### DIRECTION:
Set out every line of the listing below as a numbered list, skipping blank lines and leaving the pictures out.

□ □ □ □ □ □ □

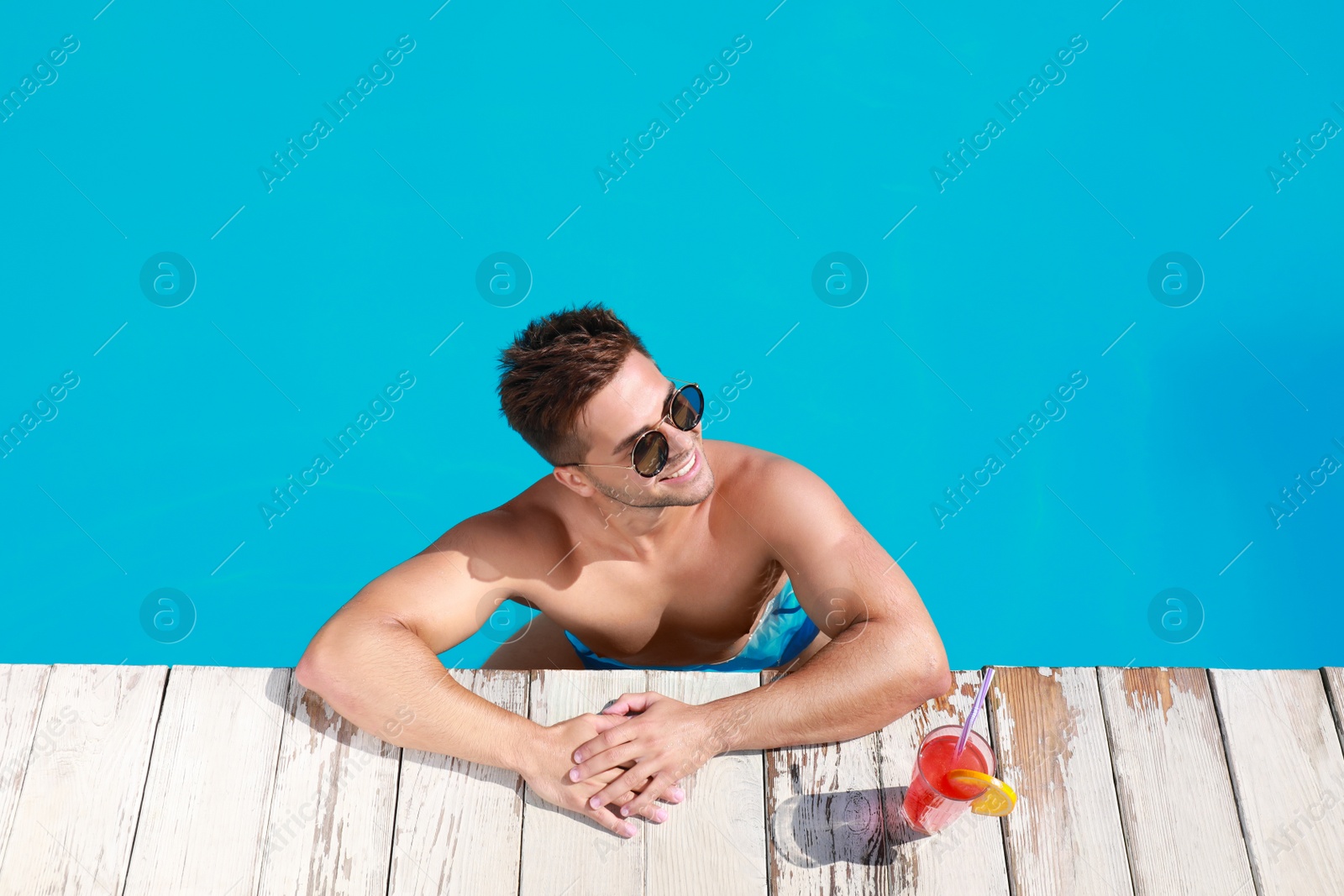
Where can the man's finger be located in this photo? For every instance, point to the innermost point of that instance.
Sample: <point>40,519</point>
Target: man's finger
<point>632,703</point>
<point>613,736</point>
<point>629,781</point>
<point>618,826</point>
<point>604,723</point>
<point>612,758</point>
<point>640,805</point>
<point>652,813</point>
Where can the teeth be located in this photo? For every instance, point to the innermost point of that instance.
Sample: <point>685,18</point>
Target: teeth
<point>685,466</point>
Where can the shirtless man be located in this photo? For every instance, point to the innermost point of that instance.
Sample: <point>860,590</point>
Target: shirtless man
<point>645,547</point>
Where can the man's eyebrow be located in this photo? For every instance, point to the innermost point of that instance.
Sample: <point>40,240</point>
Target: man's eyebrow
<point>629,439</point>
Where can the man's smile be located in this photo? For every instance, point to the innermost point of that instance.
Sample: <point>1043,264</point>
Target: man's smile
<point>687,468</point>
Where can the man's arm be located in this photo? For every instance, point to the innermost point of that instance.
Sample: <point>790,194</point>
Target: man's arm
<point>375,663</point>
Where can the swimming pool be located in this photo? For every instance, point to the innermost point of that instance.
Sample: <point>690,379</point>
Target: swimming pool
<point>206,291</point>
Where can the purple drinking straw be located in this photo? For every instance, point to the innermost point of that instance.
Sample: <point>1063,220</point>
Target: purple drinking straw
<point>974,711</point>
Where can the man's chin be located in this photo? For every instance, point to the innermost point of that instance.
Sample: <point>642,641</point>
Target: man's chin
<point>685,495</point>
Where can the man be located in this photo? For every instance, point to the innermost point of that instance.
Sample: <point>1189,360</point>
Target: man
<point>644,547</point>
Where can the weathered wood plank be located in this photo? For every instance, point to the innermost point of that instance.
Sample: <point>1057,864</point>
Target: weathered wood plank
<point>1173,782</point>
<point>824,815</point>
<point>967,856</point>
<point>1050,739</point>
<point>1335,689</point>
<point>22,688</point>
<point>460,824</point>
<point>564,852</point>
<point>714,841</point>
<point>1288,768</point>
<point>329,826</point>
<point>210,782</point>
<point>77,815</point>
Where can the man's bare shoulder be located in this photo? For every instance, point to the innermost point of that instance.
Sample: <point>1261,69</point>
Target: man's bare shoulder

□ □ □ □ □ □ □

### EXERCISE ANSWER:
1. Where can the man's finger be located in this photo? For every instance, point to the innermost point of that instance.
2. Sample: <point>40,519</point>
3. Target: man's finger
4. <point>632,703</point>
5. <point>613,736</point>
6. <point>629,781</point>
7. <point>618,826</point>
8. <point>604,723</point>
9. <point>612,758</point>
10. <point>640,805</point>
11. <point>652,813</point>
12. Where can the teeth be located in this photo? For every instance, point to the innermost point of that instance.
13. Sample: <point>685,18</point>
14. Target: teeth
15. <point>685,466</point>
16. Where can the shirtless man be located in this photo? For every instance, point to the innermost point of that instance.
17. Sample: <point>860,590</point>
18. Target: shirtless man
19. <point>645,547</point>
20. Where can the man's eyebrow be located in this photo? For every instance, point to the innermost point of that instance.
21. Sample: <point>40,240</point>
22. Target: man's eyebrow
23. <point>629,439</point>
24. Where can the man's smile be located in this photo? For every instance, point to the innermost point of that instance.
25. Sample: <point>1043,264</point>
26. Target: man's smile
27. <point>687,468</point>
28. Where can the man's arm be located in this photo? For every instance, point to the innermost point of that instance.
29. Sample: <point>790,194</point>
30. Target: man's arm
31. <point>375,663</point>
32. Where can the swimming pool be located in this photo? For every instance, point to the innermost point of that instance.
33. Sample: <point>690,379</point>
34. Target: swimming pool
35. <point>206,291</point>
36. Where can the purple drinking straw be located in this photo? For every instance, point to the innermost point of that instance.
37. Sample: <point>1063,220</point>
38. Target: purple drinking straw
39. <point>974,711</point>
40. Where can the man's chin be located in this photo? For every instance, point to the innermost point of that instance.
41. Sample: <point>642,641</point>
42. Target: man's chin
43. <point>685,495</point>
44. Where can the man be located in this photo? For every instance, point to the innermost point of that instance.
45. Sample: <point>1189,360</point>
46. Target: man
47. <point>644,547</point>
48. Where can the weathered wood plank be located in this photo? For every instance, point to the innermost point of that instance.
49. Sample: <point>1057,864</point>
50. Target: weathered wood plank
51. <point>1173,782</point>
52. <point>824,815</point>
53. <point>967,856</point>
54. <point>1050,739</point>
55. <point>1335,689</point>
56. <point>22,688</point>
57. <point>460,824</point>
58. <point>564,852</point>
59. <point>714,841</point>
60. <point>1288,768</point>
61. <point>329,826</point>
62. <point>210,782</point>
63. <point>77,815</point>
64. Where can the man's bare shoulder be located in this photo? For every instance, point to the innermost point of that instance.
65. Sample: <point>1261,69</point>
66. Target: man's bare shoulder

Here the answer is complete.